Sex-chromosome meiotic drive in Drosophila melanogaster males
Sex-chromosome meiotic drive in Drosophila melanogaster males
Tags: Gene drive mechanisms, Other arthropods, Transmission distortionMcKee, B, Genetics, 106:403-422. 1984.
In Drosophila melanogaster males, deficiency for X heterochromatin causes high X-Y nondisjunction and skewed sex chromosome segregation ratios (meiotic drive). Y and XY classes are recovered poorly because of sperm dysfunction. In this study it was found that X heterochromatic deficiencies disrupt recovery not only of the Y chromosome but also of the X and autosomes, that; both heterochromatic and euchromatic regions of chromosomes are affected and that the “sensitivity” of a chromosome to meiotic drive is a function of its length. Two models to explain these results are considered. One is a competitive model that proposes that all chromosomes must compete for a scarce chromosome-binding material in Xh- males. The failure to observe competitive interactions among chromosome recovery probabilities rules out this model. The second is a pairing model which holds that normal spermiogenesis requires X-Y pairing at special heterochromatic pairing sites. Unsaturated pairing sites become gametic lethals. This model fails to account for autosomal sensitivity to meiotic drive. It is also contradicted by evidence that saturation of Y-pairing sites fails to suppress meiotic drive in Xh- males and that extra X-pairing sites in an otherwise normal male do not induce drive. It is argued that meiotic drive results from separation of X euchromatin from X heterochromatin.

• • • • • • •

**Set of tasks**
[a] Please decide whether each statement agrees with the meiotic drive abstract, and answer yes or no with the deciding words quoted.
(i) The competitive model is ruled out because no competitive interactions among chromosome recovery probabilities were observed.
(ii) Extra X-pairing sites in an otherwise normal male induce meiotic drive.
(iii) Only heterochromatic regions of chromosomes are affected by X heterochromatic deficiencies.
[b] Answer these questions from the meiotic drive abstract.
(i) Why are Y and XY classes recovered poorly?
(ii) What is the "sensitivity" of a chromosome to meiotic drive a function of?
(iii) Under the pairing model, what do unsaturated pairing sites become?
The items come from a different source than the meiotic drive abstract.

[Stored dataset items]
• • • • • • •

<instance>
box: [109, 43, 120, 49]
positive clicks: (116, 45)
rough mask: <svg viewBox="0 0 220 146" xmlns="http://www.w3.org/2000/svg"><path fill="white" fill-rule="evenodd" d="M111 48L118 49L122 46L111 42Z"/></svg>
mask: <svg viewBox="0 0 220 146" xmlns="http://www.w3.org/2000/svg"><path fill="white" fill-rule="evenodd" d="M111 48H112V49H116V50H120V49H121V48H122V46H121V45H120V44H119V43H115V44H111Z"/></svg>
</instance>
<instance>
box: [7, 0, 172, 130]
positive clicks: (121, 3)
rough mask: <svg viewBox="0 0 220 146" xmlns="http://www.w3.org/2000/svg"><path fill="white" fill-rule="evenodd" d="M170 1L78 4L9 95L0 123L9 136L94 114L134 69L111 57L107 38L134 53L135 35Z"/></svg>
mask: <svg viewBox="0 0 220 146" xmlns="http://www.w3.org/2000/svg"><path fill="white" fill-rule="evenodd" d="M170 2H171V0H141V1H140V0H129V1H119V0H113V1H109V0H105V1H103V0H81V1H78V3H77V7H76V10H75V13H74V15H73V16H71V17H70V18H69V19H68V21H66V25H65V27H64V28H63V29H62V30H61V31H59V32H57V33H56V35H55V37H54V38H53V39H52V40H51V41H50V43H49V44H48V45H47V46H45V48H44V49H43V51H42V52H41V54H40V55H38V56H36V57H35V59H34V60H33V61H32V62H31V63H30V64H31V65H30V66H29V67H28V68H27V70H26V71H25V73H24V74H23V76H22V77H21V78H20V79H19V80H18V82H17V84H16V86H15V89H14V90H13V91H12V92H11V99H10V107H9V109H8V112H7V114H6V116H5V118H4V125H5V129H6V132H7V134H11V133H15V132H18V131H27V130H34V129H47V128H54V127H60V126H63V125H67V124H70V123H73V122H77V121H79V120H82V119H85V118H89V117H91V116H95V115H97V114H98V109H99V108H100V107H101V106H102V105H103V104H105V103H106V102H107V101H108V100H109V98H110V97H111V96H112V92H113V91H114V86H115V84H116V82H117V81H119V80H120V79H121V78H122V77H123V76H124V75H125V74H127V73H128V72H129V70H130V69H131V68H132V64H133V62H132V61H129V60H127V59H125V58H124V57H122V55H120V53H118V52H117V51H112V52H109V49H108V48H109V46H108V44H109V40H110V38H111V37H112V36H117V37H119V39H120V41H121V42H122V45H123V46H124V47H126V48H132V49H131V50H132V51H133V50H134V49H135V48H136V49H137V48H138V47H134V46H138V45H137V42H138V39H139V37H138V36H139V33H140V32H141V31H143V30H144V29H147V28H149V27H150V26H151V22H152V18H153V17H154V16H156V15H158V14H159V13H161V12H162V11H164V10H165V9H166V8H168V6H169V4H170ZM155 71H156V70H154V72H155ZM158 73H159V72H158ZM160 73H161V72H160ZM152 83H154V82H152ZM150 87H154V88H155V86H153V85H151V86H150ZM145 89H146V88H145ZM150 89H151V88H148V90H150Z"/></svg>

• • • • • • •

**Solution set**
[a]
(i) Yes: "The failure to observe competitive interactions among chromosome recovery probabilities rules out this model."
(ii) No: "extra X-pairing sites in an otherwise normal male do not induce drive."
(iii) No: "both heterochromatic and euchromatic regions of chromosomes are affected"

[b]
(i) Because of sperm dysfunction.
(ii) Its length.
(iii) Gametic lethals.